**Exercise objective**: Everything from the line that contains "of the dark" through the final line of the records should be written out exactly, and nothing outside that span.

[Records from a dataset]
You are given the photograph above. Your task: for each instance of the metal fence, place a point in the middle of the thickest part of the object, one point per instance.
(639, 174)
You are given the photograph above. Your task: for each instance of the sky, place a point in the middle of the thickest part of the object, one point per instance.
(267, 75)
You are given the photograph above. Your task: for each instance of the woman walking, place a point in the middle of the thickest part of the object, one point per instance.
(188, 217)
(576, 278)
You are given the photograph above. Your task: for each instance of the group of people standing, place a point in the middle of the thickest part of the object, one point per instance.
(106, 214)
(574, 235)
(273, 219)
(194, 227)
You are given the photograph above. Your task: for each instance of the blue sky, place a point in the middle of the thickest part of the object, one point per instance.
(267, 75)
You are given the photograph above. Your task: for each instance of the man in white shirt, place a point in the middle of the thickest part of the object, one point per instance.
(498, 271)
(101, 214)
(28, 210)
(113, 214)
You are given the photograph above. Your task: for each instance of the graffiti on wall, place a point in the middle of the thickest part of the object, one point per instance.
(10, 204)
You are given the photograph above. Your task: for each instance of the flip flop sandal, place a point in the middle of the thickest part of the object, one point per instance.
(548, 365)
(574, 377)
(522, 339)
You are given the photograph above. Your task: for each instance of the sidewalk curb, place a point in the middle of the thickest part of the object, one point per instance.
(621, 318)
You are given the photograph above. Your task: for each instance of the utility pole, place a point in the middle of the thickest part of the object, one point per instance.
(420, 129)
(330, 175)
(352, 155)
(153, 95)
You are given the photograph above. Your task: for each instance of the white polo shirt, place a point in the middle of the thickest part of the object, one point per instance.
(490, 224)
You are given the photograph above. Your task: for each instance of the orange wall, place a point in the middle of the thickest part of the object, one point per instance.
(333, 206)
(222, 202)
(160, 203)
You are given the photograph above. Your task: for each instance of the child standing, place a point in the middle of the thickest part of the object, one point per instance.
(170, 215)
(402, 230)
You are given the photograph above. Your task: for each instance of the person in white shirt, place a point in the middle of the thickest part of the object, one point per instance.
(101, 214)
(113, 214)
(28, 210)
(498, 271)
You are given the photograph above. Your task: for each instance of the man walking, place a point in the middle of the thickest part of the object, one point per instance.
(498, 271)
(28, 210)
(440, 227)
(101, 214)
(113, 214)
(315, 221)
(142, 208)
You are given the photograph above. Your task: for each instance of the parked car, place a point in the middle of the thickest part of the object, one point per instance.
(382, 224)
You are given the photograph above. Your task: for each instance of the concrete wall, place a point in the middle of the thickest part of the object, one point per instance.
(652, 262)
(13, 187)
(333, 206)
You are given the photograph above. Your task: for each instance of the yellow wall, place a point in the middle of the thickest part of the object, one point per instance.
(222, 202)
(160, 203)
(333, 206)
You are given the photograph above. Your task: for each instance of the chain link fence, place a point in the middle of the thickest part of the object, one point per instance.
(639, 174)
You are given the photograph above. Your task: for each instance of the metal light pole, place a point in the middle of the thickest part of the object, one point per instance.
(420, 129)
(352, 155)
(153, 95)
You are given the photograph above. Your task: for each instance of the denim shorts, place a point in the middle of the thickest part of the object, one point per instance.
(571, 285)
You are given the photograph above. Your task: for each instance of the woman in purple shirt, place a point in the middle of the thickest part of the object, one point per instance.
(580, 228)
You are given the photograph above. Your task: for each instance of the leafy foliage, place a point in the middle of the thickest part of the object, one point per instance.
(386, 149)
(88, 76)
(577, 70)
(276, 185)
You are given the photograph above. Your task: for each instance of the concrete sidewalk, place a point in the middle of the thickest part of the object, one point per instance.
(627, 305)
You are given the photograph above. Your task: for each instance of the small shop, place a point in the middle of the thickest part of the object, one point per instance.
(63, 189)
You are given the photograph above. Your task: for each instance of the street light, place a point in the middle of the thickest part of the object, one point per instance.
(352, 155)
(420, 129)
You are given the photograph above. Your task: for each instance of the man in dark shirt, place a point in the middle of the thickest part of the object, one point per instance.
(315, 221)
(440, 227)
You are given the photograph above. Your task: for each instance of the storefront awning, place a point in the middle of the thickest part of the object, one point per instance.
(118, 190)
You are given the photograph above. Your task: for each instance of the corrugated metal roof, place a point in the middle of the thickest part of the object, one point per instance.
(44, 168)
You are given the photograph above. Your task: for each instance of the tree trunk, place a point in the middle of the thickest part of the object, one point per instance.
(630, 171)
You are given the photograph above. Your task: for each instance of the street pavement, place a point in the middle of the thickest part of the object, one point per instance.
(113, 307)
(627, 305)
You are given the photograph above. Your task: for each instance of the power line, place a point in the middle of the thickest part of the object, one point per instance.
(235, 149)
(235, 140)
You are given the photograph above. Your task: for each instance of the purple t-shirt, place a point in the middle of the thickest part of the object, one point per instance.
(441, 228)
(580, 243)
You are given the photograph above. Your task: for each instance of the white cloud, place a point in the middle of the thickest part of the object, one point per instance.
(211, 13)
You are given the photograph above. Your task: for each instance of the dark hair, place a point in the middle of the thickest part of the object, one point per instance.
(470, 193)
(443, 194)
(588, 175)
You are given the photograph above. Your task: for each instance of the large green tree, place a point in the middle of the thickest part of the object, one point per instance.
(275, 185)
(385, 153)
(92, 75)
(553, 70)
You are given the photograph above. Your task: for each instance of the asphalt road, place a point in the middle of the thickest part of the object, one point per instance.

**Answer to the task**:
You are given the photograph above. Your task: for each instance of the dark hair, place a point in the middle of the thickest part of the object, one point per instance.
(470, 193)
(443, 194)
(588, 175)
You are given the photograph above. Your task: for each instance of the large green tree, place a point in the middle of the thickest part of the object, one point per instance.
(275, 185)
(385, 153)
(92, 75)
(553, 70)
You are given the photograph above. Your task: for each instance of the asphalt road, place a point in the middle of the thickest part of the object, one point per instance.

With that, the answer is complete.